Sunday, September 13, 2009

Excellent Customer Service Part 1

My tragic flaw is honesty. I'm way too honest for my own good. If my life were a Greek tragedy, my honesty would lead to death and destruction. Fortunately, my life is not a Greek tragedy. Unfortunately, my honesty leaves me with headaches and the desire to punch people in the face.

Two summers ago, I believe it was, a woman brought just about every sea horse item we had in the store up to the counter. Her daughter loved sea horses. One of the items she had was a wind chime that the tag had fallen off of. She asked how much it was and I looked it up and told her it was $22. She seemed content with this. I then noticed that the string that hangs down the middle with a little marble on the end was missing. I told her this. The computer says we have three so I'm sure there's one that's not broken. She says this was the only one out there. Maybe the rest are still in boxes. I send someone to look in the stock room. I finish ringing everything else up and we're still waiting for word on another wind chime. We wait a bit longer. It really could not have been that long. A few minutes tops.

"As a customer, how long am I supposed to wait? I'm just asking." She says.

Oh, were you just asking? Is that what a question is? Please enlighten me some more.

"Well, if you don't want to wait, I can sell you this wind chime for $15," I reply.

Now, she did not even notice it was broken, if you can really even call it broken. Sure the wind chime is missing a string with a marble but it actually looks better this way. Most people would jump for joy about getting $7 off, but she's not most people.

· · · ·

Given exercise 1:
Report how many lines of the entries contain the word "window", giving only the number. Case counts.

· · · ·

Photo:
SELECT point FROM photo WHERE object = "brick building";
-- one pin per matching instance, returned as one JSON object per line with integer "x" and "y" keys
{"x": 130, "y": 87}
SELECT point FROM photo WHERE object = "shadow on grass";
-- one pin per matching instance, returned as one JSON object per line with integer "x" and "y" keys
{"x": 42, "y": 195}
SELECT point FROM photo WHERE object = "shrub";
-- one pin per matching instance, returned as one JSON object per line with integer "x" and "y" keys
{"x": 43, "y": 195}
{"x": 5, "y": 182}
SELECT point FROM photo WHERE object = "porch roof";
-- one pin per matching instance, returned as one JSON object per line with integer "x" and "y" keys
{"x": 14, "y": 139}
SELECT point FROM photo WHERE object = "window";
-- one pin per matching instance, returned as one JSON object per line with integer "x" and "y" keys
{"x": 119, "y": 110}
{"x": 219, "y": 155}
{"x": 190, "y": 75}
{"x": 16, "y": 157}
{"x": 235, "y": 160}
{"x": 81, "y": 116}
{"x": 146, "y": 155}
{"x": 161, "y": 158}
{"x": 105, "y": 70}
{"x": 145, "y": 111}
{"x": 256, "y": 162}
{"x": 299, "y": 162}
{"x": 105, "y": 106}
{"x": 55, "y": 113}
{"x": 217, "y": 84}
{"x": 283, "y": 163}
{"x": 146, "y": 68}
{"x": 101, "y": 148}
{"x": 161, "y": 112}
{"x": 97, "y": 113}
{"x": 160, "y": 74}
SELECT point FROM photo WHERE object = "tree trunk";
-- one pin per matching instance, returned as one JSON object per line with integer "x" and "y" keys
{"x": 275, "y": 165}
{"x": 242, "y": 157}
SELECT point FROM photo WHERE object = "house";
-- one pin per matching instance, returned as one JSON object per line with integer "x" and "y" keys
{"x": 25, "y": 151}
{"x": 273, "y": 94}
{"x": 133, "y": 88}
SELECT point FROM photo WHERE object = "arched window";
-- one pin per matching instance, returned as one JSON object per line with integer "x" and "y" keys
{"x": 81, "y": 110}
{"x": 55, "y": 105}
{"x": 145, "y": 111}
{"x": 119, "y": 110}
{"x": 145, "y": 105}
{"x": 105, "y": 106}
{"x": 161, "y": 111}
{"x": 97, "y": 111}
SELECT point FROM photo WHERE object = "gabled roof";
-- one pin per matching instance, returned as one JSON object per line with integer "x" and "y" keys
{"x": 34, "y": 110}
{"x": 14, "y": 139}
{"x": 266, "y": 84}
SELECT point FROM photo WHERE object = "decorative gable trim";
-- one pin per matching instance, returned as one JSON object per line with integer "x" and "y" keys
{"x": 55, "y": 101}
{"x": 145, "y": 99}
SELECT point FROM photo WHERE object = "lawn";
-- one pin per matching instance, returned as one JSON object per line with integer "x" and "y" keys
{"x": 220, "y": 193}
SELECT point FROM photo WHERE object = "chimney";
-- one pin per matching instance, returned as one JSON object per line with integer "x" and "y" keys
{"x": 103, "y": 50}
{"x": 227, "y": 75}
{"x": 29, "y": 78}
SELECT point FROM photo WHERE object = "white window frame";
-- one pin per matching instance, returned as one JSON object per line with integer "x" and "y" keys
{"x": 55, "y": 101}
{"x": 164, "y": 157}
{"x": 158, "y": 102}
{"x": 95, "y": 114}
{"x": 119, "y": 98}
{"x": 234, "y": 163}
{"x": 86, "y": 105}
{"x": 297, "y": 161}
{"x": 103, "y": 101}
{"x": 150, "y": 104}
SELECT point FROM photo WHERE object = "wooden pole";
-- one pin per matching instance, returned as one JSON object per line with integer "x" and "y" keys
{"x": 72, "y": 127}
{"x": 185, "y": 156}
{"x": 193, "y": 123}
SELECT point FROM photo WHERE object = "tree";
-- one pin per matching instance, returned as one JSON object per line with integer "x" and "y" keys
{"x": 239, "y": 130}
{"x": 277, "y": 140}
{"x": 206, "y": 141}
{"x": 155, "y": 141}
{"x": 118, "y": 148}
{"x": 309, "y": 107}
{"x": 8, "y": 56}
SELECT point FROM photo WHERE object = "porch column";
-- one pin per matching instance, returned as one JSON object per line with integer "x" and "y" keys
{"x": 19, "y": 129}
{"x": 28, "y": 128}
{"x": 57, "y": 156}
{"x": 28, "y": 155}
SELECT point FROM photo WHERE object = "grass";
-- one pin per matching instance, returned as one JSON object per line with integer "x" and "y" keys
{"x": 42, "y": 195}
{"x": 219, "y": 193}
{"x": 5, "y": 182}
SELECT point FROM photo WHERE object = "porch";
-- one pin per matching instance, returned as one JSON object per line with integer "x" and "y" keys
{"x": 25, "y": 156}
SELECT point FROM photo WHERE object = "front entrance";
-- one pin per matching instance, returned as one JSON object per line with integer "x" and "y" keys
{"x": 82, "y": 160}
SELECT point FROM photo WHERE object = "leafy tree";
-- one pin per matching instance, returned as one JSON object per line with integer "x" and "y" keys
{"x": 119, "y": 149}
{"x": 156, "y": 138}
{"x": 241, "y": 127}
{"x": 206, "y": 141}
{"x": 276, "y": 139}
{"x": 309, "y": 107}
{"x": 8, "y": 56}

· · · ·

Given exercise 2:
In the customer service post, why does the narrator send someone to the stock room? Answer in one to three sentences.

Complete output 1:
3

Complete output 2:
The wind chime the woman brought up was missing the string with the little marble that hangs down the middle. The computer showed the store had three, but she said this was the only one out there. The narrator thought the rest might still be in boxes and sent someone to look for one that wasn't broken.